Fireback with the coat of arms of France, with a head of Apollo and the skin of a lion

Width: 41''   104cm
Height: 43'' ¾  111cm
Depth: 2''   5cm

End of the 17th century

Good condition

This fireback bearing the coat of arms of France is richly decorated with Louis-Quatorzian iconography.

The curved top features a head of Apollo surrounded by rays. The god, with whom the Sun King is often associated, is represented on numerous occasions in the iconography of royal decorations, particularly at the Château de Versailles. Further down, two plant elements reinforce the royal iconography: a laurel branch on the left, an imperial symbol since Roman antiquity (and an attribute of Apollo), and an iris or lily flower on the right, a symbol of French royalty since the 14th century. Legend has it that the iris flower was first used as a symbol of the French monarchy as far back as Clovis, and that it became known as the fleur de lys. However, the lily flower was not definitively adopted until the reign of Charles V.

On the lower level, the remains of a lion, a symbol of strength and royalty, hang from two nails. This plaque also features a Herculean and martial iconography: the lion's skin may evoke both Hercules, who, after killing the Nemean lion, covered himself in its remains, and the young king's recent victory over Flanders during the War of Devolution (1667-1668) and the Dutch War (1672-1678). This warlike iconography is echoed in the lower right, with the presence of a drum, and on either side of the plaque, with the ends of the flagpoles recalling those taken from the enemy. In the centre of the plaque, the arms of France (azure with three golden fleurs-de-lis) are surmounted by the Royal Crown. They are surrounded by the collars of the King's Orders: the Order of Saint Michael is recognisable by the scallops that dot it and its oval medallion in which Saint Michael is depicted slaying the dragon; the cross of the Order of the Holy Spirit, on which a dove can be seen, is depicted below. The arms themselves are surrounded by trophies of arms and lily flowers.

An identical fireback in the Château de Versailles is referenced in Henri Carpentier, Plaques de cheminée, tome premier, Paris, F. de Nobele, 1967, p. 201, no. 532.

A similar motif can also be found on a wooden plaque dating from the late 17th or early 18th century in the Musée Lorrain in Nancy, documented in Philippe Palasi, Plaques de cheminées héraldiques, Paris, Editions Gourcuff-Gradenigo, 2014, p. 54, B.

Henri Carpentier's book locates a plaque identical to ours at the Château de Versailles. The quality of the cast iron and the royal and martial iconography of the plaque indicate that it was probably made for the Château de Versailles just after the first military successes of Louis XIV's reign, at the end of the 17th century.

== Aim ==
Can you reproduce the stretch of the fireback description from "This fireback bearing" through "of Charles V." word for word?

== Data extract ==
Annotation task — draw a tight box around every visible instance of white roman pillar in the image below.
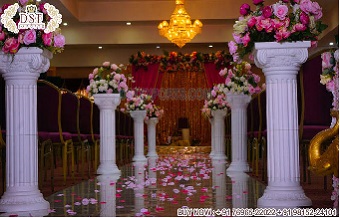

== Right answer ==
This fireback bearing the coat of arms of France is richly decorated with Louis-Quatorzian iconography.

The curved top features a head of Apollo surrounded by rays. The god, with whom the Sun King is often associated, is represented on numerous occasions in the iconography of royal decorations, particularly at the Château de Versailles. Further down, two plant elements reinforce the royal iconography: a laurel branch on the left, an imperial symbol since Roman antiquity (and an attribute of Apollo), and an iris or lily flower on the right, a symbol of French royalty since the 14th century. Legend has it that the iris flower was first used as a symbol of the French monarchy as far back as Clovis, and that it became known as the fleur de lys. However, the lily flower was not definitively adopted until the reign of Charles V.